▶ [Directions for this task]
Copy out every one of the items below word for word, keeping each line unchanged.
----
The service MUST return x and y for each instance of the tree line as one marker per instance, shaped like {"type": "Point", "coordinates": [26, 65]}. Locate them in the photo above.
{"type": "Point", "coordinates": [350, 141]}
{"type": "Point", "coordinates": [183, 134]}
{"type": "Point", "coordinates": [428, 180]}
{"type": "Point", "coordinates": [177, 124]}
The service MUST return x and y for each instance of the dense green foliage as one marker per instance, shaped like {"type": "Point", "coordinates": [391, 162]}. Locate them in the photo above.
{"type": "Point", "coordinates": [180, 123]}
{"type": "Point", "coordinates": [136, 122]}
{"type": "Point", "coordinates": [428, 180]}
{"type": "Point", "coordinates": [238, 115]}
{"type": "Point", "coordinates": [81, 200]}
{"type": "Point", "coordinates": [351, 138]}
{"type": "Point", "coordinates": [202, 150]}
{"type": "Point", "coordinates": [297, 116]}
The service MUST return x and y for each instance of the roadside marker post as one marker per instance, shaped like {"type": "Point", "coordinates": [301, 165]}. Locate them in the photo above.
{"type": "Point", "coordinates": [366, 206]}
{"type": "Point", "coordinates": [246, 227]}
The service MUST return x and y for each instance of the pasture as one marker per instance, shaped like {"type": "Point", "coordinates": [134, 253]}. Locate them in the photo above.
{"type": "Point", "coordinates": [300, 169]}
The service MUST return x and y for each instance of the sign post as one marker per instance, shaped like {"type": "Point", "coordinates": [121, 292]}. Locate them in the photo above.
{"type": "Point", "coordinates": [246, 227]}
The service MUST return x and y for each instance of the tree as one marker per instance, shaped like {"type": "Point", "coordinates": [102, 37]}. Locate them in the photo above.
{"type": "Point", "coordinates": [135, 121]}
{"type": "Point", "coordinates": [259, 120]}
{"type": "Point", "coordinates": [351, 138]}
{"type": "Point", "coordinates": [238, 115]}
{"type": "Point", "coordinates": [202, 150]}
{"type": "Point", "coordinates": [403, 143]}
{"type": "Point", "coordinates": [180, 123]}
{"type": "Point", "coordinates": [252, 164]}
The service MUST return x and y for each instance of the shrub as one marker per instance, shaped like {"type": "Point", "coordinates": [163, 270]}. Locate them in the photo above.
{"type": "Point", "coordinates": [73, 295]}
----
▶ [Finished task]
The service MUST return x and y for each instance of the tree line as one marker per instance, shaped like {"type": "Point", "coordinates": [26, 65]}. Locate them in the photo above.
{"type": "Point", "coordinates": [350, 141]}
{"type": "Point", "coordinates": [183, 134]}
{"type": "Point", "coordinates": [428, 180]}
{"type": "Point", "coordinates": [177, 124]}
The service MUST return x and y for each instance of the dense green foliage as one marker per instance, shaped like {"type": "Point", "coordinates": [391, 162]}. Locate them in the photo above.
{"type": "Point", "coordinates": [180, 123]}
{"type": "Point", "coordinates": [136, 122]}
{"type": "Point", "coordinates": [428, 180]}
{"type": "Point", "coordinates": [238, 115]}
{"type": "Point", "coordinates": [81, 200]}
{"type": "Point", "coordinates": [351, 138]}
{"type": "Point", "coordinates": [202, 150]}
{"type": "Point", "coordinates": [297, 116]}
The service MUST return x and y for each instance of the roadside marker post as one marker per instance, shaped like {"type": "Point", "coordinates": [301, 165]}. Locate them in the photo above.
{"type": "Point", "coordinates": [366, 206]}
{"type": "Point", "coordinates": [246, 227]}
The service MUST return x and y for each instance of the pasture as one marker per instance, shaped like {"type": "Point", "coordinates": [134, 253]}. Locate them in the photo above.
{"type": "Point", "coordinates": [300, 169]}
The service MUST return x and y for each instance of the sign post as one marker per instance, shaped like {"type": "Point", "coordinates": [121, 292]}. Locate them in the photo above.
{"type": "Point", "coordinates": [246, 227]}
The service MUST return x and y for each instance of the tree as one marker per instance, shaped like {"type": "Point", "coordinates": [102, 37]}. Locate them in the photo above.
{"type": "Point", "coordinates": [135, 121]}
{"type": "Point", "coordinates": [259, 120]}
{"type": "Point", "coordinates": [351, 138]}
{"type": "Point", "coordinates": [238, 115]}
{"type": "Point", "coordinates": [202, 150]}
{"type": "Point", "coordinates": [403, 143]}
{"type": "Point", "coordinates": [180, 123]}
{"type": "Point", "coordinates": [252, 164]}
The service MUST return x and y for each instance of the shrub as one marker per instance, shaped like {"type": "Point", "coordinates": [163, 270]}. Locate them in the photo above.
{"type": "Point", "coordinates": [73, 295]}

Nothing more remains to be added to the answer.